=== Given records ===
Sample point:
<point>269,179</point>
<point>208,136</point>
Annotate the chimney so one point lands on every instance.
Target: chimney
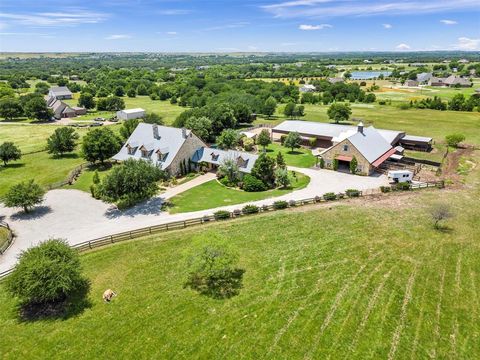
===
Retype, word for word, the line containing "<point>208,136</point>" and each line after it through the end of the data, leaving any picture out.

<point>208,136</point>
Annotate the chimney so one point lands on every instance.
Target: chimney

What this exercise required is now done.